(Natural-language object grounding data)
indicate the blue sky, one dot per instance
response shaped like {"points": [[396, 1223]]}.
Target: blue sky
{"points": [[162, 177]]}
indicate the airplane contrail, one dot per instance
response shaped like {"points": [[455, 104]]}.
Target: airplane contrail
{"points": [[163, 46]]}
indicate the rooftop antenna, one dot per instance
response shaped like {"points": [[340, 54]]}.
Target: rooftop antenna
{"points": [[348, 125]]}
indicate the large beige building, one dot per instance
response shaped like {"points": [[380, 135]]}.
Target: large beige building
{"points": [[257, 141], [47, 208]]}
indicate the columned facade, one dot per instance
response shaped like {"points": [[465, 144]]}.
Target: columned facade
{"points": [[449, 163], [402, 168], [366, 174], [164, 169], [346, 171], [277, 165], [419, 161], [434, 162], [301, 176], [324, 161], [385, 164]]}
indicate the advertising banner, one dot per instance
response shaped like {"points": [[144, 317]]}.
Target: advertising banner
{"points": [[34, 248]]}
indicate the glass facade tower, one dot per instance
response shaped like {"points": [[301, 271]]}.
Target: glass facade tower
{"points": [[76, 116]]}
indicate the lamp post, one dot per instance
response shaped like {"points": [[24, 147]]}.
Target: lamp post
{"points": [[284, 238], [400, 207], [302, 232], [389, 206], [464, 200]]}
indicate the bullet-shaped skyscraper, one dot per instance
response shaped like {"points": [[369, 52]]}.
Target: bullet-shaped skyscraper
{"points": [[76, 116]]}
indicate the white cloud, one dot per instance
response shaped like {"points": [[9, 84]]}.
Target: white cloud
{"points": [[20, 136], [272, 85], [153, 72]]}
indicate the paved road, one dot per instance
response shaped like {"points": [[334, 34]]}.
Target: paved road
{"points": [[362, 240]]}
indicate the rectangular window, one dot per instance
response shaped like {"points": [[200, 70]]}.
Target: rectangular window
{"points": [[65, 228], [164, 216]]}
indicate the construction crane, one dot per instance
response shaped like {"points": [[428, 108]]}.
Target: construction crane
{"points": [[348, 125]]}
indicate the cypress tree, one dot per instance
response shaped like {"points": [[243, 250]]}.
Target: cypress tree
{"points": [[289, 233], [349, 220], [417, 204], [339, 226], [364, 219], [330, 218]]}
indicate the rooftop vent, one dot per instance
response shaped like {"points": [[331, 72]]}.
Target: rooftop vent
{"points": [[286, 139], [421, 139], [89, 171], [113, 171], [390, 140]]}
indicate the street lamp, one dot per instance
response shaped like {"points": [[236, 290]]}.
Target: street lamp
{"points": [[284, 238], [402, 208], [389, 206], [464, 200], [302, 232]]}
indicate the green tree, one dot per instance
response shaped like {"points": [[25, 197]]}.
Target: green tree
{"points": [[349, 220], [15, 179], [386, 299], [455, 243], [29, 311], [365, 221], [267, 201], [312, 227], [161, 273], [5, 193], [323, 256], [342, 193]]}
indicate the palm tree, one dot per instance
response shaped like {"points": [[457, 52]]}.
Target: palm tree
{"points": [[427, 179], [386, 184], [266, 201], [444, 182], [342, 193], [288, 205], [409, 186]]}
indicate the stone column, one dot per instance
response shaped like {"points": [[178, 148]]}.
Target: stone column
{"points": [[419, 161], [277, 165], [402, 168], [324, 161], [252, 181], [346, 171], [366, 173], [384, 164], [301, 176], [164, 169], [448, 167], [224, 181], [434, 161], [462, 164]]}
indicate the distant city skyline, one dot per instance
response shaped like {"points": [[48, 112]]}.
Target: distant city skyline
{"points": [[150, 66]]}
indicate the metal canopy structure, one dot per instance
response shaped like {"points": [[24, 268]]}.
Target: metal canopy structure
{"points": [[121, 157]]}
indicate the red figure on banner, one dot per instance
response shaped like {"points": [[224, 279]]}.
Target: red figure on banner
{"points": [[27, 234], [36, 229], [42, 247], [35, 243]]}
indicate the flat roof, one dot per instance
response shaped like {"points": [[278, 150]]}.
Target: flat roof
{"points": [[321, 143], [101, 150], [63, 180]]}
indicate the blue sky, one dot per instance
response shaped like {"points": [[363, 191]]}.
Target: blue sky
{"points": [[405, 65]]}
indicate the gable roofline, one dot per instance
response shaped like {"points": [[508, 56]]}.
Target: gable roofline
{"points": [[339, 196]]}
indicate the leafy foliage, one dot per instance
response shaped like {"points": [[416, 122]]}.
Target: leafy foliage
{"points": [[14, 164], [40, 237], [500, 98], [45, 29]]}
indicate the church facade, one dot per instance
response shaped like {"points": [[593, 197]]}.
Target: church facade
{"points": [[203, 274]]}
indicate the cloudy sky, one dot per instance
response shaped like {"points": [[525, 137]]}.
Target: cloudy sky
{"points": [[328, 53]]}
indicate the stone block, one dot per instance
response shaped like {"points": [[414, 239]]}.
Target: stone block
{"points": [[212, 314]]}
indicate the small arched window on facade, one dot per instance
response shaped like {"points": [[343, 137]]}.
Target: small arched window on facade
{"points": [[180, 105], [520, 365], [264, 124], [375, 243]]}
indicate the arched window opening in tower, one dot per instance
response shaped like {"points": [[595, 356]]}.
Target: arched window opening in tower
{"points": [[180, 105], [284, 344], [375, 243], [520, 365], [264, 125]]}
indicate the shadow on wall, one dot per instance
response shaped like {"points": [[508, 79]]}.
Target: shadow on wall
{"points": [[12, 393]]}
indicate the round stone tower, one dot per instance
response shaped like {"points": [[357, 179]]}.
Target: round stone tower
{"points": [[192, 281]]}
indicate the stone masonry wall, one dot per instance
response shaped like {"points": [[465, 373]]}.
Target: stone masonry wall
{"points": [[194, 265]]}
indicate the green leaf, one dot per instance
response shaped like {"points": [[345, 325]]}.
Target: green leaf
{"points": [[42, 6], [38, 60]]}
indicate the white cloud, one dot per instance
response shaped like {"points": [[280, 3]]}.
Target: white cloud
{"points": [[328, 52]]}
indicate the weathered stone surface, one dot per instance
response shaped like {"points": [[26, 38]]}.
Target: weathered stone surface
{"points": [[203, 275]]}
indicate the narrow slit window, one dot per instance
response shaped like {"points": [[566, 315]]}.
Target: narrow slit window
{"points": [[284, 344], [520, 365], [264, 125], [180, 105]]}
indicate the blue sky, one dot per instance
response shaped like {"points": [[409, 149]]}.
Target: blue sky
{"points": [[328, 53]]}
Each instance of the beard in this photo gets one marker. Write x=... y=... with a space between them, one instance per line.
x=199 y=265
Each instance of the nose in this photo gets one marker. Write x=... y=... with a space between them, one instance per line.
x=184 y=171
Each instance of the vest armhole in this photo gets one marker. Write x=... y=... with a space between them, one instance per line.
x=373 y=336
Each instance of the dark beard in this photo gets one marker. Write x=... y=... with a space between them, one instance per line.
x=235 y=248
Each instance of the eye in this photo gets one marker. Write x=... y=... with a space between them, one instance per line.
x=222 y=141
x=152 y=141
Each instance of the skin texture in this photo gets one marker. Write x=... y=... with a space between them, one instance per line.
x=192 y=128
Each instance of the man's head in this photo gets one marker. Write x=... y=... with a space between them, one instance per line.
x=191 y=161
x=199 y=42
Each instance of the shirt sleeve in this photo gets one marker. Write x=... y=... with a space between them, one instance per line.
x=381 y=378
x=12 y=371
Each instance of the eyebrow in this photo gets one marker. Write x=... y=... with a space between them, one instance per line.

» **How to complete this task**
If a line comes after the one that contains "indicate the columned", leave it out; return every line of the entries up to that point exactly, starting with the first, with that line included.

» **Result below**
indicate the blue sky, one dot per instance
response shaped like {"points": [[396, 1223]]}.
Target: blue sky
{"points": [[162, 177]]}
indicate the airplane contrail, one dot per instance
response shaped like {"points": [[455, 104]]}.
Target: airplane contrail
{"points": [[163, 46]]}
indicate the rooftop antenna, one dot per instance
response shaped like {"points": [[340, 54]]}.
Target: rooftop antenna
{"points": [[348, 125]]}
indicate the large beige building, one dot per instance
response shaped like {"points": [[380, 135]]}.
Target: large beige building
{"points": [[257, 141], [47, 208]]}
indicate the columned facade, one dot per instance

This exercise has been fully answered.